[Entries from a point annotation set]
☆ ☆ ☆ ☆ ☆ ☆ ☆

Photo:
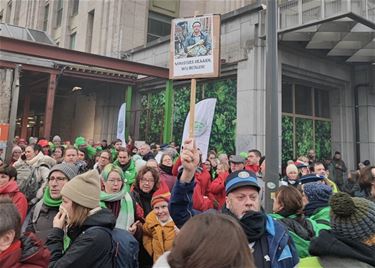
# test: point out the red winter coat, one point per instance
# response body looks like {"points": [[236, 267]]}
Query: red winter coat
{"points": [[176, 165], [11, 189], [202, 197], [29, 249], [217, 188], [253, 168]]}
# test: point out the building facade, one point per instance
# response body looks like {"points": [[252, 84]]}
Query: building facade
{"points": [[326, 67]]}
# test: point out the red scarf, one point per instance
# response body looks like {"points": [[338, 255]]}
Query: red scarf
{"points": [[11, 255], [10, 187]]}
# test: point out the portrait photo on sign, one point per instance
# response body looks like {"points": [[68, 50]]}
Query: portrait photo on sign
{"points": [[193, 37], [195, 47]]}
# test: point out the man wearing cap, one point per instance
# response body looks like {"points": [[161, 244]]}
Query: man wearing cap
{"points": [[320, 169], [237, 162], [42, 214], [56, 140], [268, 240]]}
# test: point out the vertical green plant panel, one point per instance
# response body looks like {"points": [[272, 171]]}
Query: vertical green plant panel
{"points": [[224, 123], [287, 139], [323, 139], [304, 136], [152, 117], [143, 117]]}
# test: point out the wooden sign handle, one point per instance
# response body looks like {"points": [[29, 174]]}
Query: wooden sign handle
{"points": [[192, 107]]}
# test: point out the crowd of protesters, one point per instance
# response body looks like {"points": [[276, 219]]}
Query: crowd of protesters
{"points": [[94, 204]]}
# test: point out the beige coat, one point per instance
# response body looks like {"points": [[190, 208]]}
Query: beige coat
{"points": [[157, 238]]}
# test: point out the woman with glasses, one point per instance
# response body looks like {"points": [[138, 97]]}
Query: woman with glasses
{"points": [[42, 214], [9, 189], [146, 184], [115, 197], [16, 154]]}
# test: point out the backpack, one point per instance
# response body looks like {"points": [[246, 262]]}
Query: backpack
{"points": [[125, 247]]}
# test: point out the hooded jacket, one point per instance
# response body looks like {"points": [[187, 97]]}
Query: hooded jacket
{"points": [[157, 238], [28, 252], [88, 248], [281, 249], [334, 251]]}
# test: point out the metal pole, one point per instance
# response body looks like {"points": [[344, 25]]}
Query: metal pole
{"points": [[128, 101], [168, 107], [272, 110], [13, 109]]}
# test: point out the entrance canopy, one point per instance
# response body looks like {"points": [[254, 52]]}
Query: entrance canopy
{"points": [[348, 36]]}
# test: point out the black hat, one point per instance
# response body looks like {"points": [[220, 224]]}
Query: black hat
{"points": [[312, 177], [239, 179]]}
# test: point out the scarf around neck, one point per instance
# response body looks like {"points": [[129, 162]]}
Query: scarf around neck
{"points": [[10, 187], [253, 223], [126, 215], [49, 201]]}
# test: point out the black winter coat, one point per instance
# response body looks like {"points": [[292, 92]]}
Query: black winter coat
{"points": [[91, 248]]}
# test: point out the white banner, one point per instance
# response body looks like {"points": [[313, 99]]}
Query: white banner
{"points": [[204, 114], [121, 124]]}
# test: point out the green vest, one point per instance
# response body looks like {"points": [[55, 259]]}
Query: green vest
{"points": [[301, 244], [321, 219], [309, 262]]}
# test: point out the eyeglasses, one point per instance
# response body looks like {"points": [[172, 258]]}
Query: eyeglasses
{"points": [[58, 179], [114, 181], [147, 181]]}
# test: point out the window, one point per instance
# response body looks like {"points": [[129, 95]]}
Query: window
{"points": [[8, 13], [303, 100], [59, 13], [306, 121], [72, 44], [158, 25], [90, 28], [45, 19], [75, 7], [287, 98], [321, 103]]}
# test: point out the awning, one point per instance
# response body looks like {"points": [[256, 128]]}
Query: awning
{"points": [[348, 36]]}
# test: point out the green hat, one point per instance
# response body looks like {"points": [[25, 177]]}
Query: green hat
{"points": [[353, 218]]}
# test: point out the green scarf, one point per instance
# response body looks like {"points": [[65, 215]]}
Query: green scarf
{"points": [[126, 215], [49, 201]]}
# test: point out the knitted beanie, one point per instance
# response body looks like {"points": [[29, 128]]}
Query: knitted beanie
{"points": [[84, 189], [69, 170], [291, 168], [160, 197], [353, 218], [56, 138], [109, 168], [316, 191], [16, 148]]}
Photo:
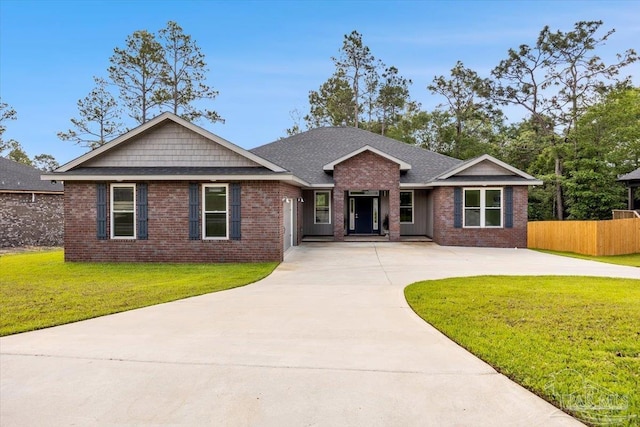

☆ ☆ ☆ ☆ ☆ ☆ ☆

• _Directions_
Reproduce every line of the data above word for word, omitting the pictures.

• _Result of this task_
Photo:
# test: point out the red winter coat, one point per instance
# response body looks like {"points": [[236, 267]]}
Query: red winter coat
{"points": [[176, 165], [11, 189], [202, 197], [29, 249], [217, 188], [253, 168]]}
# test: point out the building facade, one point per instance
# response body looks like {"points": [[252, 84]]}
Query: building facade
{"points": [[326, 67]]}
# test: point out the red scarf, one point per instance
# response body looks like {"points": [[338, 255]]}
Query: red scarf
{"points": [[11, 255], [10, 187]]}
# test: point out the portrait photo on sign, one point per instance
# response body looks like {"points": [[68, 50]]}
Query: portrait photo on sign
{"points": [[193, 37], [195, 47]]}
# test: point out the man wearing cap, one point per instance
# response body looks like {"points": [[161, 244]]}
Query: man wearing cap
{"points": [[320, 169], [237, 162], [42, 214], [56, 140], [268, 240]]}
# test: point out the vertical green plant panel, one point per instance
# response body looks like {"points": [[272, 171]]}
Query: vertical green plant panel
{"points": [[224, 123], [287, 139], [323, 139], [304, 136], [152, 117], [143, 117]]}
# test: point out the wooden sign handle, one point per instance
# response body looks like {"points": [[29, 174]]}
Query: wooden sign handle
{"points": [[192, 107]]}
# test: point out the crowd of protesters, one point per instance
# response body looks like {"points": [[276, 219]]}
Query: crowd of protesters
{"points": [[94, 204]]}
# test: point out the beige coat, one point per instance
# response body looks like {"points": [[190, 208]]}
Query: beige coat
{"points": [[157, 238]]}
# test: point out the woman with glasses, one point per instance
# response body looks like {"points": [[138, 97]]}
Query: woman with glasses
{"points": [[42, 214], [9, 189], [146, 184], [115, 197], [16, 154]]}
# test: point out the backpack, one point per instance
# response body looks like {"points": [[246, 262]]}
Query: backpack
{"points": [[125, 247]]}
# test: point out the hooded jacket, one point per instance
# response body looks like {"points": [[187, 97]]}
Query: hooded jacket
{"points": [[157, 238], [28, 252], [88, 248], [281, 249], [334, 251]]}
# test: point out the metal pole, one point per instance
# response body looks like {"points": [[344, 25]]}
Query: metal pole
{"points": [[128, 101], [168, 107], [272, 110], [13, 109]]}
# test: point out the entrance canopy, one point per instance
# response body looks like {"points": [[254, 52]]}
Query: entrance canopy
{"points": [[348, 36]]}
# test: point out the black hat, one point per instance
# response body looks like {"points": [[220, 224]]}
Query: black hat
{"points": [[312, 177], [239, 179]]}
# test: point out the scarf around neck, one point per instance
# response body looks like {"points": [[129, 162]]}
Query: scarf around neck
{"points": [[10, 187], [253, 223], [126, 215], [49, 201]]}
# test: point out the black winter coat, one point per instance
# response body looks like {"points": [[292, 92]]}
Query: black winter coat
{"points": [[91, 248]]}
# test: point out the white banner, one point per instance
# response body looks like {"points": [[313, 99]]}
Query: white banner
{"points": [[204, 114], [121, 124]]}
# test: point out the green vest, one point per instance
# response body looks like {"points": [[55, 259]]}
Query: green vest
{"points": [[301, 244], [321, 219], [309, 262]]}
# test: point out the eyeglasses, one point per instance
# response body looks like {"points": [[172, 258]]}
Query: eyeglasses
{"points": [[58, 179], [114, 181], [147, 181]]}
# test: point out the window, one point per instance
# response body looks like {"points": [[129, 95]]}
Query: window
{"points": [[8, 13], [303, 100], [59, 13], [306, 121], [72, 44], [158, 25], [90, 28], [45, 19], [75, 7], [287, 98], [321, 103]]}
# test: point out the awning, one point per instance
# response body looks like {"points": [[256, 128]]}
Query: awning
{"points": [[348, 36]]}
# test: point out the green hat, one point per instance
# response body looks like {"points": [[25, 177]]}
Query: green hat
{"points": [[353, 218]]}
# test: point out the green scarf, one point per instance
# response body looks like {"points": [[65, 215]]}
Query: green scarf
{"points": [[126, 215], [49, 201]]}
# test: point out the knitted beanie, one point per instance
# response body looks like {"points": [[29, 128]]}
Query: knitted beanie
{"points": [[84, 189], [69, 170], [291, 168], [160, 197], [353, 218], [56, 138], [109, 168], [316, 191], [16, 148]]}
Photo:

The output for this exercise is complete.